One thing I didn’t anticipate is all of the decisions that we’d have to make. I’m not talking basics like a starry night themed nursery versus a jungle one. That’s ridiculous, Chinese typically co-sleep with the baby. Nor am I talking about the never ending debate of breast feeding versus formula (news of the formula scandal broke when my son was less than a week old and I was glad that I’d chosen to breastfeed; for those who choose formula, please do due diligence and find a reputable brand).
No, these questions are a bit more serious than that. Once you and your Chinese husband decide to start a family, a few more things need to be discussed. In a perfect world, you’d sort out all these questions as you dated. In reality, we rarely get past the decision to have or not have children before we say “I do.” Here are six questions that are worthy of some serious talk time as you ponder the joys and challenges of parenthood:
1. Which maternity and post-partum customs will you follow?
This goes from quitting your job and not having sex once you know you’re pregnant (first and third trimesters are a “no-no” when it comes to being intimate) to wearing a radiation smock for the duration of the pregnancy and eating dumplings made from insects your mother-in-law picked out of a pile of manure from a farmer’s barnyard to improve your milk production. Nope, not kidding on that. Luckily it was my sister-in-law that got those delicacies; I’m quite the milk producer.
Sometimes it pays to insist on your traditions. But sometimes you need to know when to give in to win. I’ve finally figured out that sometimes I just have to humor my Chinese family. They don’t have as much knowledge about the world as I do and just aren’t capable of understanding some things. Like the fact that rollerskating did not cause my miscarriage. Really, they simply don’t get it. I also assured them that I will not blame them for any ailments I have in old age. Once I came to the realization that I can’t change what my mother-in-law knows and understands, life became easier.
2. Which nationality will the kids be?
I attended school with several military kids and they’d talk about their dual citizenship because they were born abroad and when they were 18 they could choose which nationality to keep. This was interesting to me, and when I found out we were expecting, I looked up the requirements of getting that for our kids. The friendly person at the American embassy informed me that China doesn’t recognize dual citizenship and that all babies born here are Chinese citizens. So these half-Chinese kids are in a sort of nationality purgatory; they can get a passport from their own country but China will still want to count them as one of their own.
3. Who and how will you name the baby?

◆ **ACTIONS TO TAKE**:
(1) Answer these questions from the parenting passage, each on its own line.
(a) What news broke when the writer's son was less than a week old?
(b) Which trimesters are described as a "no-no" for being intimate?
(c) According to the person at the American embassy, what does China not recognize?
(2) Decide whether each statement agrees with the parenting passage. Answer yes or no, and quote the words that settle it.
(a) The writer chose to breastfeed.
(b) The writer ate the insect dumplings.
(c) The writer lists six questions to discuss.
(3) Carry the parenting passage forward from its last line.

◆ **INFORMATION**:
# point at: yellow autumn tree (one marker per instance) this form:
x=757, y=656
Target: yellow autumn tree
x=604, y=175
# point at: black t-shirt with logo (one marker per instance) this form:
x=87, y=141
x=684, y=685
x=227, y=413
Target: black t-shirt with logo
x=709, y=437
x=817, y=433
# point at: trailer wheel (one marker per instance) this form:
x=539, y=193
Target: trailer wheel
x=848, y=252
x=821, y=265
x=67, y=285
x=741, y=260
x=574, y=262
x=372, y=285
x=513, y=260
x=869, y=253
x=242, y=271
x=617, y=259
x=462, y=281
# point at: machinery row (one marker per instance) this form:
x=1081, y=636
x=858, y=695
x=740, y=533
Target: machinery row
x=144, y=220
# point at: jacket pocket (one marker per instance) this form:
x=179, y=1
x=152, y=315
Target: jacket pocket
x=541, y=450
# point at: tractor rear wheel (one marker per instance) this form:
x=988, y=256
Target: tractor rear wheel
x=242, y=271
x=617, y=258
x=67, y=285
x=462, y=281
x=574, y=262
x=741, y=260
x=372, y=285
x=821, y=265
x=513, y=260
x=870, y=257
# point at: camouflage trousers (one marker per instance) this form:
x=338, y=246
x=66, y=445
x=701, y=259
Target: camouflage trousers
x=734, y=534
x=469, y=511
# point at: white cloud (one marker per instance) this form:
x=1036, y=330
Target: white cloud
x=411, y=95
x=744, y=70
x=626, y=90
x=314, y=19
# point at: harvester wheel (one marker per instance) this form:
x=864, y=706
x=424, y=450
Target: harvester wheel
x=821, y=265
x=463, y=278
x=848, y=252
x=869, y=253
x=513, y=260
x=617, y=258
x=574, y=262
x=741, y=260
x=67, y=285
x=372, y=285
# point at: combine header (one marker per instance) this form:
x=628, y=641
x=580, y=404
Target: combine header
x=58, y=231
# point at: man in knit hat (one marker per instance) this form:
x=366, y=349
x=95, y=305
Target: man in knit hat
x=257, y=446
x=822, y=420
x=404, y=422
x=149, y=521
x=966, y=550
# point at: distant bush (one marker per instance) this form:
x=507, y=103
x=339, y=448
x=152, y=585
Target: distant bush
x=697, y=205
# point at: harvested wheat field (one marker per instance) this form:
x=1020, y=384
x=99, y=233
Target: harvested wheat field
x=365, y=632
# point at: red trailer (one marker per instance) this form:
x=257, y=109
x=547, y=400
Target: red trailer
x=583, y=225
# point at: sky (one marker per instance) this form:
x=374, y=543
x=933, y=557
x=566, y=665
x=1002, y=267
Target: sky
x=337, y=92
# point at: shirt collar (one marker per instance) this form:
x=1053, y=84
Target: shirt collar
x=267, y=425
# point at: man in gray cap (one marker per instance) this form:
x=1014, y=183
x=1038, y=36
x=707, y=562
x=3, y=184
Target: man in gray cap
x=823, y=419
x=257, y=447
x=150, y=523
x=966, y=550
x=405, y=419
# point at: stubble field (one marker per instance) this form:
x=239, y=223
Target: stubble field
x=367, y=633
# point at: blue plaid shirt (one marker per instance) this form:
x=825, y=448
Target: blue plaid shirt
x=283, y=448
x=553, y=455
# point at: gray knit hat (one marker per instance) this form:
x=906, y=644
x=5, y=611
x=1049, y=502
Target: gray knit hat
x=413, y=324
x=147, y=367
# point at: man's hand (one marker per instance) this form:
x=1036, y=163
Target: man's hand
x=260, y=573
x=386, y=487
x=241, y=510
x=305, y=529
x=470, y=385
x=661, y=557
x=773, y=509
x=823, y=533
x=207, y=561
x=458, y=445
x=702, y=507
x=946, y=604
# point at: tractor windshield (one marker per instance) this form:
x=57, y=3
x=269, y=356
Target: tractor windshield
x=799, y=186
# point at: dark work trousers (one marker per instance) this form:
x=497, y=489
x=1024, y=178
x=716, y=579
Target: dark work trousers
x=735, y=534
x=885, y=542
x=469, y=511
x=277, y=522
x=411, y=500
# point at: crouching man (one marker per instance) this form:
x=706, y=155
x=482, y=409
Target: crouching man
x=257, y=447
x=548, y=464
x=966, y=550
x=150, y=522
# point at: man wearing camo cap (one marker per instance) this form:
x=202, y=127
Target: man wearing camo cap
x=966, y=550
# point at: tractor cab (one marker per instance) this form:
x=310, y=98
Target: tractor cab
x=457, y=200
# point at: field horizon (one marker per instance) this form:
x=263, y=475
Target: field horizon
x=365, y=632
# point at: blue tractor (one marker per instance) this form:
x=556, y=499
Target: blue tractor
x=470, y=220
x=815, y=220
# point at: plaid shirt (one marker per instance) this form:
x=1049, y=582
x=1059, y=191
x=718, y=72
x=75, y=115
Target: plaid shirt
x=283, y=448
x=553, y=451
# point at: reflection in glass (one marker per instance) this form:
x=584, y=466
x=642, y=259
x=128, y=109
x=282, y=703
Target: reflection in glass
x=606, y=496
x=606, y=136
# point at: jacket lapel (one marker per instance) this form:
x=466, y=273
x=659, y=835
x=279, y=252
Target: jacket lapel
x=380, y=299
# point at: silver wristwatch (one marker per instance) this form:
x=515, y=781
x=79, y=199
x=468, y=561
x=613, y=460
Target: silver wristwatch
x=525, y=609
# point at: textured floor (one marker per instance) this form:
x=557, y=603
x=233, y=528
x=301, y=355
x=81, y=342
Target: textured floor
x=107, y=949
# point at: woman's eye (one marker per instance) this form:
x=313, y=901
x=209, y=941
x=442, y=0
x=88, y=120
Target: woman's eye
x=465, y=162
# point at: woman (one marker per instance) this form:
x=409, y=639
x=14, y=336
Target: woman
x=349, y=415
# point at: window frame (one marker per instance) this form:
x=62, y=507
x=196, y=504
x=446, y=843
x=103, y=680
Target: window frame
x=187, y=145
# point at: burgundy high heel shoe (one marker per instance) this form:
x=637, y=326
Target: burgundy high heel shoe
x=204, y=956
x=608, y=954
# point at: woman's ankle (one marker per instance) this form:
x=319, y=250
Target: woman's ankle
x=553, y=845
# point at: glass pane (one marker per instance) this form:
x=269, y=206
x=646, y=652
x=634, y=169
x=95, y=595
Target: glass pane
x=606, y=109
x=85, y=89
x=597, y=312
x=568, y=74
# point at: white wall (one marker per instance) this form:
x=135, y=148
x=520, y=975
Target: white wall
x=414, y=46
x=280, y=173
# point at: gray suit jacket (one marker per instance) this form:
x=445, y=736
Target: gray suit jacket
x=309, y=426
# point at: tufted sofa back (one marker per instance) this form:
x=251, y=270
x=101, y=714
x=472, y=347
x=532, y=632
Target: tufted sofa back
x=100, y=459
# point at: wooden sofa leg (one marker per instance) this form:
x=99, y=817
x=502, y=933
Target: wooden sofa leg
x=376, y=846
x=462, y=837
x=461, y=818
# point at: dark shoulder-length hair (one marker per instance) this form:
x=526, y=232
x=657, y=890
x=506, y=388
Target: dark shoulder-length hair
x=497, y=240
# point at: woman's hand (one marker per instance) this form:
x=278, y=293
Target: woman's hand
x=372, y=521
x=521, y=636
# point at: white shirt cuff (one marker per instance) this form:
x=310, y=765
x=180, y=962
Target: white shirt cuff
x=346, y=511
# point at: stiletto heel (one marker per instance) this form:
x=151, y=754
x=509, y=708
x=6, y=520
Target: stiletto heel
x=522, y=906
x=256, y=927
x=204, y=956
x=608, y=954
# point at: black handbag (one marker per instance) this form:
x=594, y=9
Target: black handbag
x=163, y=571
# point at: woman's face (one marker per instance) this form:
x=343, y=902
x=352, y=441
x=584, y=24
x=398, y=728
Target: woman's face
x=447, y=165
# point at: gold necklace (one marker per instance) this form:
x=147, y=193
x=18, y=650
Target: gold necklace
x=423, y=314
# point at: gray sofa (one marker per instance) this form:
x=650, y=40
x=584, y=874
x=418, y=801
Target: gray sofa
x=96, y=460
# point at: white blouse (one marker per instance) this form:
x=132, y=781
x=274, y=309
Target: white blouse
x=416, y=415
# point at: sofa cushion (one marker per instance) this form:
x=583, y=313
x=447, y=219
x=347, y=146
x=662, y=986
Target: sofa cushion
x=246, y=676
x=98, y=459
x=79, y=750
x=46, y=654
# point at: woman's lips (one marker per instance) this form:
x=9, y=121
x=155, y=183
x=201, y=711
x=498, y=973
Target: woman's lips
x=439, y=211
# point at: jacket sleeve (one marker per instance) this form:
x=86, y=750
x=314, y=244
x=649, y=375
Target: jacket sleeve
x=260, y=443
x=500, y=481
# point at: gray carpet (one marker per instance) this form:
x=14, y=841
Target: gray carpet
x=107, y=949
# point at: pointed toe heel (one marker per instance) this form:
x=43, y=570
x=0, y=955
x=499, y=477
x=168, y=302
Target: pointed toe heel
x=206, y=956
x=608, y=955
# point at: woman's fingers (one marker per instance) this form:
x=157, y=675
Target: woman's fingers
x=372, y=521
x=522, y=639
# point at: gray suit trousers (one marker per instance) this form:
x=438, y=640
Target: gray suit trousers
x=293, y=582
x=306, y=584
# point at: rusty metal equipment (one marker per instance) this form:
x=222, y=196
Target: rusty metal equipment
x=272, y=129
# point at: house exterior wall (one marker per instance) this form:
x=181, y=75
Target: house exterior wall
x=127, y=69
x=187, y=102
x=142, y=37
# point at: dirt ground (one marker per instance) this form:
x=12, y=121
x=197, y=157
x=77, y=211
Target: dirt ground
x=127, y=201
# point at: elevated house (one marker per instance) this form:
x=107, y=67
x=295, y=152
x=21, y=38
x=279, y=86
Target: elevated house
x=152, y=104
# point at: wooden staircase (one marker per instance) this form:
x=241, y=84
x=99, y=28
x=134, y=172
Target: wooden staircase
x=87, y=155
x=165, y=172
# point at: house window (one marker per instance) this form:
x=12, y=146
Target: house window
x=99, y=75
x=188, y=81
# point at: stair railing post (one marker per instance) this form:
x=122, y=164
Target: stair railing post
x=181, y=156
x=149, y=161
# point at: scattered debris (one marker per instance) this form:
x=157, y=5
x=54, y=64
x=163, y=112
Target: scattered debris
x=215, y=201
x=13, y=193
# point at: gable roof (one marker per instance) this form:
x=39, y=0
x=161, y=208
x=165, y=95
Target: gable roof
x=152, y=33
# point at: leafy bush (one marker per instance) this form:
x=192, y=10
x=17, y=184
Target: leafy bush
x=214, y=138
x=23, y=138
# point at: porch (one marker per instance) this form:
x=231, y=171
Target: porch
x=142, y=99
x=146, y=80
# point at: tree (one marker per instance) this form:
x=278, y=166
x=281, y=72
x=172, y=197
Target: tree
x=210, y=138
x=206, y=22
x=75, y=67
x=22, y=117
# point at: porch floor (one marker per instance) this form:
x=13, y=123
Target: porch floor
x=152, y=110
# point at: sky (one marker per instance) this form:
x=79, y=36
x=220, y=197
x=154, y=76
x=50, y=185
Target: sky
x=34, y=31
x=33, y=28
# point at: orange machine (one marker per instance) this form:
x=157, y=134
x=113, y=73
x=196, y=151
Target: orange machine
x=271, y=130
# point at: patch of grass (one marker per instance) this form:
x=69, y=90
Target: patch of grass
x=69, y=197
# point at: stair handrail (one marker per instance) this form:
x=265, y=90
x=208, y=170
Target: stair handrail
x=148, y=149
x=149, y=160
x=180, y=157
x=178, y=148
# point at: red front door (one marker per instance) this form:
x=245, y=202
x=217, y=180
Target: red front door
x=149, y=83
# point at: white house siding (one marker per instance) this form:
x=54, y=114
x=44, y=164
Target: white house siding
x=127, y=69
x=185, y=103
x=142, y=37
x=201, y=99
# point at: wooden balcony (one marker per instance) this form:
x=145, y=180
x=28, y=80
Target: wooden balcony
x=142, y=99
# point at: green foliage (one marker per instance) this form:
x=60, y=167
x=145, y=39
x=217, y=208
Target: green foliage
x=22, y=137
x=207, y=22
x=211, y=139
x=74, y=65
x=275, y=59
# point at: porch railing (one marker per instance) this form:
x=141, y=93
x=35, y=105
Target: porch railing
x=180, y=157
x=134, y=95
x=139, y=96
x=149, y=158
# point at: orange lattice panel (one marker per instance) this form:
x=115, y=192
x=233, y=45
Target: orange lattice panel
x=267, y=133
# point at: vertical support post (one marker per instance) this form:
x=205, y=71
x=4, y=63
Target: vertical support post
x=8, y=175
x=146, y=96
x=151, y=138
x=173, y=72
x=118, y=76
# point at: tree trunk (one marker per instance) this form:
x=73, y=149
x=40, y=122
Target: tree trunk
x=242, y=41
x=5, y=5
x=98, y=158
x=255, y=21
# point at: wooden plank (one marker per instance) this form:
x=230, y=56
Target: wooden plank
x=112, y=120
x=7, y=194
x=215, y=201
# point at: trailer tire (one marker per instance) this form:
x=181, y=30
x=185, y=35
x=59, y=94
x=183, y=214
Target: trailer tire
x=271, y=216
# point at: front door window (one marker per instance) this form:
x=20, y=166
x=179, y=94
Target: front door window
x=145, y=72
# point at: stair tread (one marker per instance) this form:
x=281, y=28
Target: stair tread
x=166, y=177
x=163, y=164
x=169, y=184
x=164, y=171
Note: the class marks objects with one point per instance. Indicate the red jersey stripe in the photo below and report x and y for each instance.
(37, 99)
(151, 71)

◆ **ANSWERS TO THE TASKS**:
(1)
(a) News of the formula scandal.
(b) The first and third trimesters.
(c) Dual citizenship.

(2)
(a) Yes: "I was glad that I’d chosen to breastfeed"
(b) No: "Luckily it was my sister-in-law that got those delicacies"
(c) Yes: "Here are six questions that are worthy of some serious talk time"

(3)
When I taught English at a local college I always did a unit on names with the students. It was a chance for me to learn more characters and for them to explain something pretty basic in English. I was surprised to find that most students were not named by their parents. Grandparents seemed to be the most common person giving names, but fortune tellers and aunts and uncles were also named as the origin of their moniker.
Once we decided that our kids would get American citizenship, we felt it best that they had a Western sounding name as their given name, their Chinese name makes up their middle and family names. So their names are something like this: Andrew Lingfeng Wang. It helps that both sides of the family can call the kids by names that they understand, even if their Chinese birth certificates are quite a mess due to their strange names. Fortunately, when it was time to get their citizenship changed at the embassy, I wrote up an explanation of why my son’s name is partially illegible and tried to offer some reasoning as to why my daughter’s names start with lowercase letters and have periods at the end of each one and their paperwork was processed easily.
4. How many kids will we have?
Coming from three-child families, my husband and I knew that we wanted more than one. But there are so many questions that come up when having a second child while the one-child policy is still in place for the majority of the population. The authorities consider my son Chinese, so we went to the other hospital (only two hospitals, of a dozen, in our town have maternity departments). Technically it’s illegal, though I was told that giving birth in a foreign hospital is never a problem for couples having subsequent children in big cities like Beijing and Shanghai. Actually, any child born in China is Chinese regardless of whether one or both parents are Chinese or not.
5. Will you return to work or will one parent stay home with the child?
I returned to work when my son was 34 days old. The basic laws for foreigners don’t allow for maternity leave like our Chinese counterparts, but I have heard of foreign women successfully negotiating maternity leave into their contracts if they’re planning to have kids. Chinese women get six months to three years, depending on their job and desire to take advantage of it. I wanted to stay home, but as in many situations, we needed both incomes. My in-laws are very traditional and watched my son on days that I worked.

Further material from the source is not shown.